▶ MATERIAL TO PROCESS

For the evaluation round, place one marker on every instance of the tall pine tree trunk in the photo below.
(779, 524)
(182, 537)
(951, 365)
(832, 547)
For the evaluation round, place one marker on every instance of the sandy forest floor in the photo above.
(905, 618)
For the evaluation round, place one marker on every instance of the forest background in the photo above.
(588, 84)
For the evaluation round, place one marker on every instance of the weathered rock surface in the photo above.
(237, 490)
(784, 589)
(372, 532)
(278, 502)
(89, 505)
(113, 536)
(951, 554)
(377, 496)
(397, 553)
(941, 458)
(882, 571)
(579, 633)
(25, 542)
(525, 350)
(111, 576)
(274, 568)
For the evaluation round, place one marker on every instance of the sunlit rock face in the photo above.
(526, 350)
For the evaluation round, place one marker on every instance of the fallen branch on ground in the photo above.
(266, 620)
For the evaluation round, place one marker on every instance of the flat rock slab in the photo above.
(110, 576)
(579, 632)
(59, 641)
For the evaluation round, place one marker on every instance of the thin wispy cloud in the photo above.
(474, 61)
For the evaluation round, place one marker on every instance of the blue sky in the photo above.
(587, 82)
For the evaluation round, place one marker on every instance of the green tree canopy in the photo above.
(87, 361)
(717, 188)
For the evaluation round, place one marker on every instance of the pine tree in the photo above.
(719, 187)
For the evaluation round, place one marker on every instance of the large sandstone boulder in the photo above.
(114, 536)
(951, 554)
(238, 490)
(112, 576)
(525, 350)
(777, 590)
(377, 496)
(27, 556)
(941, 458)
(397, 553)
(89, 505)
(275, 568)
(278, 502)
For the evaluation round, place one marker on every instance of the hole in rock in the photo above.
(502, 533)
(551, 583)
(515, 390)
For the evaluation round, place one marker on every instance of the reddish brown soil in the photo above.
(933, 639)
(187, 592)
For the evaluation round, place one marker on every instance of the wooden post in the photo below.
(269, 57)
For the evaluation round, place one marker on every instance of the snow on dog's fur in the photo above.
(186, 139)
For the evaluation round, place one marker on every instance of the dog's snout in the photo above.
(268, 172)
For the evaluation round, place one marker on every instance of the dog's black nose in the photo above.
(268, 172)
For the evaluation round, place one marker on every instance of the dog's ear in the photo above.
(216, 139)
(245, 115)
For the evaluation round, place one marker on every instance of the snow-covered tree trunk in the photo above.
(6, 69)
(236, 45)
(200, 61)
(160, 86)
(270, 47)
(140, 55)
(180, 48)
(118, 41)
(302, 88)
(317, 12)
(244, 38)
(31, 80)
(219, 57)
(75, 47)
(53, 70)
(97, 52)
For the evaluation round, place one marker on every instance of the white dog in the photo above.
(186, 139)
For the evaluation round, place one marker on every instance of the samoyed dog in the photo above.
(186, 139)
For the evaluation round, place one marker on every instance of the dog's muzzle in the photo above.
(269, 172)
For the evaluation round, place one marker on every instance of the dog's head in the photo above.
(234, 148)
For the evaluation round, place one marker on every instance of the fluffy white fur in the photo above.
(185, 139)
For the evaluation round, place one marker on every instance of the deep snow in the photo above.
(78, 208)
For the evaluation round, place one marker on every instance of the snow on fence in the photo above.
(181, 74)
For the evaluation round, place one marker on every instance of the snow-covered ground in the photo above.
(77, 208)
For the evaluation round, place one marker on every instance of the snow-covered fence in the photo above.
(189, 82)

▶ TO BE DONE
Rewrite all of the material above, replacing "evaluation round" with "review round" everywhere it appears and leaving everything else as it is.

▶ COMPLETE RESPONSE
For the review round, place one marker on every instance of the tall pine tree trunk in the photo below.
(779, 524)
(182, 537)
(951, 365)
(832, 547)
For the review round, place one marker on every instance of the sandy forest floor in the photo above.
(905, 618)
For the review round, place one marker on every instance of the forest background in the photo above.
(588, 84)
For the review round, place one marker on every instance of the weathered rock surface in the photo above.
(237, 490)
(784, 589)
(372, 532)
(278, 502)
(89, 505)
(113, 536)
(951, 554)
(377, 496)
(397, 553)
(941, 458)
(882, 571)
(579, 633)
(25, 542)
(525, 350)
(111, 576)
(274, 568)
For the review round, place one marker on every instance of the sunlit rock face in the photo above.
(526, 350)
For the review round, place one marker on every instance of the fallen branch on ground in the photo above.
(266, 620)
For the review round, place one marker on every instance of the flat rock slab in the photo above.
(110, 576)
(579, 632)
(59, 641)
For the review round, place one marker on every instance of the thin wispy cloud in the photo above.
(474, 61)
For the review round, place one marker on every instance of the blue sky in the photo above.
(587, 82)
For the review round, place one marker on every instance of the green tree canopy in the photo above.
(87, 361)
(717, 188)
For the review round, place one marker on every instance of the pine tree in the photo above.
(719, 187)
For the review round, place one marker on every instance of the large sandstone boulder in the photo above.
(114, 536)
(951, 554)
(238, 490)
(112, 576)
(525, 350)
(777, 590)
(377, 496)
(27, 556)
(941, 458)
(397, 553)
(89, 505)
(275, 568)
(278, 502)
For the review round, place one marker on every instance of the hole in rock in the photo above.
(502, 533)
(551, 583)
(515, 390)
For the review round, place one marker on every instance of the reddish brown soil in the photo above.
(933, 639)
(187, 592)
For the review round, place one marker on every instance of the wooden post in the photo below.
(269, 57)
For the review round, place one marker on every instance of the snow on dog's fur in the photo above.
(186, 139)
For the review round, place one marker on every instance of the dog's snout in the photo above.
(268, 172)
For the review round, place one marker on every instance of the dog's black nose in the photo above.
(268, 172)
For the review round, place one marker on every instance of the dog's ear in the photo above.
(216, 139)
(245, 115)
For the review round, place one marker on every instance of the snow-covered tree trunk in the photo above.
(6, 69)
(236, 45)
(200, 61)
(160, 86)
(270, 47)
(140, 55)
(180, 48)
(118, 41)
(302, 88)
(317, 12)
(244, 38)
(31, 80)
(219, 57)
(75, 47)
(53, 70)
(97, 52)
For the review round, place one marker on every instance of the white dog in the photo above.
(186, 139)
For the review round, place one marker on every instance of the samoyed dog in the photo above.
(186, 139)
For the review round, place one marker on every instance of the dog's muzzle in the photo above.
(269, 172)
For the review round, place one marker on every instance of the dog's head in the photo above.
(234, 148)
For the review round, place one marker on every instance of the fluffy white fur in the photo above.
(185, 139)
For the review round, place one marker on every instance of the deep snow in the photo above.
(78, 208)
For the review round, place one marker on every instance of the snow on fence in the photo above.
(181, 74)
For the review round, place one marker on every instance of the snow-covered ground in the photo above.
(77, 208)
For the review round, place one marker on every instance of the snow-covered fence in the photo above.
(189, 82)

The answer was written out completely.